» EXTRAIT CHOISI:
-=-=-=-=-
Dossier Publicité extérieure
Tout en entreprenant un travail de fond pour une meilleure qualification de leurs audiences, les acteurs de la communication extérieure ouvrent le chantier du programmatique.

C'est une start-up bordelaise qui a déjà levé 850 000 euros en octobre qui pourrait uberiser l'affichage. Displayce opère grâce à une DSP («demand side platform») qui revendique un inventaire de 28 600 panneaux digitaux et la possibilité de toucher 21 millions de contacts par jour. Sa particularité? Elle assure des ciblages très fins grâce à la data et automatise l'achat. Et elle a introduit dans l'univers de l'affichage digital une solution technologique qui vise à rendre ce média accessible à l'ensemble de l'écosystème programmatique, avec ses DMP («data management platforms»).
-=-=-=-=-
» PROBLÈMES À RÉSOUDRE:
1. Recopiez tout ce qui va de « Dossier Publicité extérieure » jusqu'à « chantier du programmatique. » dans le texte sur la publicité extérieure.
2. Poursuivez le texte sur la publicité extérieure à partir de l'endroit où il s'arrête.

» DONNÉES PRÉSENTÉES:
-=-=-=-=-
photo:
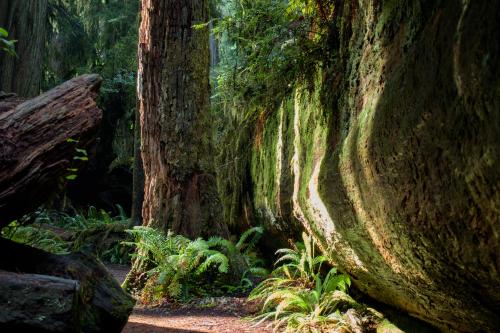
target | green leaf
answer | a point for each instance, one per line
(81, 151)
-=-=-=-=-
» RÉPONSES AUX EXERCICES:
1.
Dossier Publicité extérieure
Tout en entreprenant un travail de fond pour une meilleure qualification de leurs audiences, les acteurs de la communication extérieure ouvrent le chantier du programmatique.

2.
Offre enrichie

Programmatique. Le mot est lâché. «Chacun doit réfléchir à cet avenir dans notre secteur», estime Albert Asséraf, directeur général stratégie, data et nouveaux usages de JC Decaux. «On assiste à la mise en place des outils et des plateformes pour intégrer le programmatique», observe Alexandra Rieublan, directrice générale d'Adcity France (Havas). «Le programmatique est un projet groupe qui arrivera en France en 2018», assure Philippe Baudillon, président de Clear Channel France. «J'espère lancer la première campagne programmatique avant l'été"», affirme Valérie Decamp, directrice générale de Mediatransports. Pour cette dernière, deux conditions doivent être posées: le strict respect de la loi Sapin, dans une logique de transparence vis-à-vis des annonceurs – pour les agences médias qui achètent et revendent de l'espace – et la non destruction de valeur d'un parc digital qui n'est pas dans une démarche d'invendus à déstocker à bas coûts. «C'est une logique d'offre enrichie ou augmentée, complète celle qui préside aux destinées de Métrobus. Il s'agit de proposer aux annonceurs une réponse aussi “multicritérisée” que possible: telle femme de 30 à 60 ans fait-elle du sport, etc.»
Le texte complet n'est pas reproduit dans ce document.